▸ **DATASET RECORDS**
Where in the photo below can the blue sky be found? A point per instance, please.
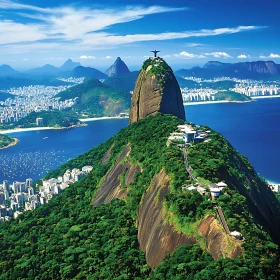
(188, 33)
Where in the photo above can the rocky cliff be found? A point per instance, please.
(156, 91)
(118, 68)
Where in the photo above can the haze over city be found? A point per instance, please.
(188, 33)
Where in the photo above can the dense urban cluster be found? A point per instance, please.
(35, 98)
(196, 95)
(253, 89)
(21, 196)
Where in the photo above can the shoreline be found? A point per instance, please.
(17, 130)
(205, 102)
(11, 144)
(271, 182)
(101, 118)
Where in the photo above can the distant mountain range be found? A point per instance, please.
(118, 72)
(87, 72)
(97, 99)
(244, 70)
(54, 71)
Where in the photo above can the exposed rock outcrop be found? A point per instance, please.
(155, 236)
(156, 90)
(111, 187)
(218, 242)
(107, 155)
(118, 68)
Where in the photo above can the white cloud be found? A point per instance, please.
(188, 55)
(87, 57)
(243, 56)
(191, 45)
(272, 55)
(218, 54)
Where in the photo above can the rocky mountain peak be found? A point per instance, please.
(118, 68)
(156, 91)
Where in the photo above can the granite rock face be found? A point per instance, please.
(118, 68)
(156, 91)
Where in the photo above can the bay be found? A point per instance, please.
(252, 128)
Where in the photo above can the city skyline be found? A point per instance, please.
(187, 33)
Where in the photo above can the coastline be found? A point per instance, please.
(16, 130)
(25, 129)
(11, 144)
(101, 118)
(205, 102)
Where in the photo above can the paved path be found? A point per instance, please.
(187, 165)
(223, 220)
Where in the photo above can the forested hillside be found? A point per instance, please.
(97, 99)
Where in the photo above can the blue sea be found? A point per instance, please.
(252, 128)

▸ **THE PROBLEM**
Starting with the line containing "Where in the photo above can the rocky mountain" and continuing through the end of the material, switch "paved path" to "walking trail". Reproduce only those lines, with everything else unchanged.

▸ **ANSWER**
Where in the photo above can the rocky mountain peak be found? A point per instance, please.
(118, 68)
(156, 91)
Where in the photo above can the granite rock face be found? A point per instance, please.
(118, 68)
(156, 91)
Where in the photo above can the bay be found? A point per instance, please.
(252, 128)
Where in the photo above can the city skyline be found? A point per instance, please.
(187, 33)
Where in the photo above can the coastline be found? A point per instance, please.
(16, 130)
(25, 129)
(11, 144)
(101, 118)
(205, 102)
Where in the photo above can the walking trail be found? A point per instance, please.
(187, 165)
(223, 220)
Where in the photo above can the forested hillside be found? A point per instance, please.
(97, 99)
Where in the photo above can the blue sea be found? A point per instance, please.
(252, 128)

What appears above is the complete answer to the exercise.